And, each bankruptcy – and the consequences for each debtor’s creditors, including
its employees – is highly case specific. This report addresses the status of wages and
basic benefits for active and retired employees which have to date been the subject
of greatest concern when an employer files in bankruptcy.
The relatively recent bankruptcies of Enron and other companies, such as
Polaroid, Global Crossing, and WorldCom, have raised new concerns about
corporate responsibility for harm employees experience as a result of illegal stock
manipulation and other forms of corporate malfeasance. For example, employees’
defined contribution pension funds, when comprised of their employer’s stock, can
be devastated by employer mismanagement. Addressed below are the procedures
a bankruptcy court may utilize to consider a civil claim for damages that has not been
reduced to judgment prior to the bankruptcy filing.
A business employer will generally file under one of two of the operative
chapters of the U.S. Bankruptcy Code, 11 U.S.C. § 101 et seq. It may seek to cease
operation and liquidate under chapter 7, or to continue in business and reorganize
under chapter 11.
Active employees of an employer in a chapter 11 reorganization.
Typically, a chapter 11 debtor will get an order from the bankruptcy court permitting
it to continue business and to compensate its employees just as it had prior to filing.
Postpetition operating expenses are considered to be high priority administrative
expenses, i.e., “the actual, necessary costs and expenses of preserving the estate,
including wages, salaries, or commissions for services rendered after the
commencement of the case.”1 Thus, in some instances, employees of a chapter 11
debtor will realize no change in the terms and conditions of their employment.

# SUPPLIED INFORMATION:
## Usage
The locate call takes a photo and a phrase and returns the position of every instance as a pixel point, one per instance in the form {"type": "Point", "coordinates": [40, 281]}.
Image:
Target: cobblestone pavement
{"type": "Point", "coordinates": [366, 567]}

==

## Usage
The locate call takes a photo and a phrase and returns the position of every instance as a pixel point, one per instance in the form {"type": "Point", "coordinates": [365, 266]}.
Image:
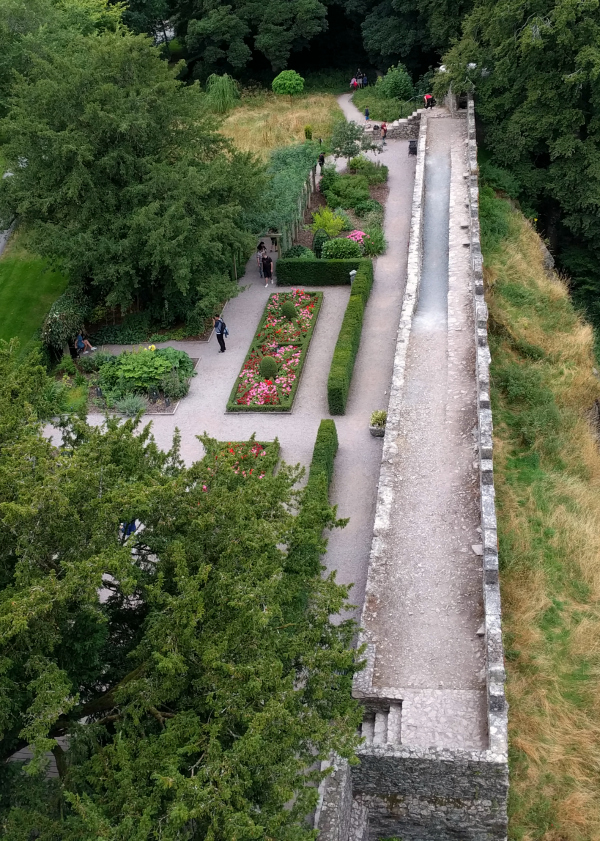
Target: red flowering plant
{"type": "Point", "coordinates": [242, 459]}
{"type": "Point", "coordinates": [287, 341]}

# TASK TO CARRY OUT:
Condense the paragraph of the bankruptcy extract that begins "Typically, a chapter 11 debtor" into a shorter version that keeps its main facts. The records are separate material with no connection to the bankruptcy extract.

# CORRECT ANSWER:
A chapter 11 debtor usually gets a bankruptcy court order letting it keep operating and pay its employees as it did before filing. Postpetition operating expenses, including wages, salaries, or commissions for services after the case begins, are treated as high priority administrative expenses. As a result, some employees of a chapter 11 debtor see no change in the terms and conditions of their employment.